■ **YOUR TASK**:
Rewrite all of the records below, replacing "innermost point" with "central point" and leaving everything else untouched.

■ **Data listing**:
⟨

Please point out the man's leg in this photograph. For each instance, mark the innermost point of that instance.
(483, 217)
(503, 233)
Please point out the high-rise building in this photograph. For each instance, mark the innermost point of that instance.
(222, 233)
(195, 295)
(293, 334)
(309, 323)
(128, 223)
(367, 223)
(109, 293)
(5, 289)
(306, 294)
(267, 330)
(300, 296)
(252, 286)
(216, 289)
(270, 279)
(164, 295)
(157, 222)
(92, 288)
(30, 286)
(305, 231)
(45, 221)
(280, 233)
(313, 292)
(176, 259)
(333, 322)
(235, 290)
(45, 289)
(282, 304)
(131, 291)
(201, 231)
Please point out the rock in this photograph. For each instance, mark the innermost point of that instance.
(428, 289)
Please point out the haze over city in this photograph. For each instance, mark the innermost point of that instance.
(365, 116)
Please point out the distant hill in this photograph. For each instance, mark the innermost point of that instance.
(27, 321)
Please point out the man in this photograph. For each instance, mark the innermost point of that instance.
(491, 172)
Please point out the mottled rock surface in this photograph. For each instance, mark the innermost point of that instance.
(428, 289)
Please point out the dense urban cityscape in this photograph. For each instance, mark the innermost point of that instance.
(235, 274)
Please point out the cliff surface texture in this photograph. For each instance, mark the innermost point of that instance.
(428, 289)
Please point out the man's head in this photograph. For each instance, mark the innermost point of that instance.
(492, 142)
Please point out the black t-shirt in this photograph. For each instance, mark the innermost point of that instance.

⟩

■ **FULL OUTPUT**:
Please point out the man's leg in this photograph. For each instance, mark the central point of that instance.
(483, 217)
(503, 233)
Please point out the high-rise building in this photograph. For each instance, mark the central point of that instance.
(222, 233)
(195, 295)
(293, 334)
(309, 323)
(128, 223)
(367, 223)
(109, 293)
(5, 289)
(306, 294)
(267, 330)
(300, 296)
(252, 286)
(216, 289)
(270, 279)
(164, 295)
(157, 222)
(92, 288)
(30, 286)
(305, 231)
(45, 221)
(280, 233)
(313, 292)
(176, 259)
(333, 322)
(235, 290)
(45, 289)
(282, 304)
(131, 291)
(201, 231)
Please point out the rock in this photograph. For each instance, mark the central point of that instance.
(428, 289)
Please point out the haze over city in this photograph. For each instance, mark the central point of that instance.
(365, 116)
Please point out the distant hill in this photograph. For each instance, mark the central point of that instance.
(27, 321)
Please point out the man in this photograph. For each instance, mark the central point of that instance.
(491, 172)
Please point out the mottled rock surface in this photograph. For each instance, mark the central point of that instance.
(428, 289)
Please point out the dense urban cityscape in this photograph. For each instance, mark the central point of that instance.
(235, 274)
Please point out the cliff surface texture in this photograph. For each instance, mark the central point of that instance.
(428, 289)
Please point out the man's head in this photograph. For each instance, mark the central point of that instance.
(492, 142)
Please point out the black t-shirt in this photograph. For each instance, mark the central point of that instance.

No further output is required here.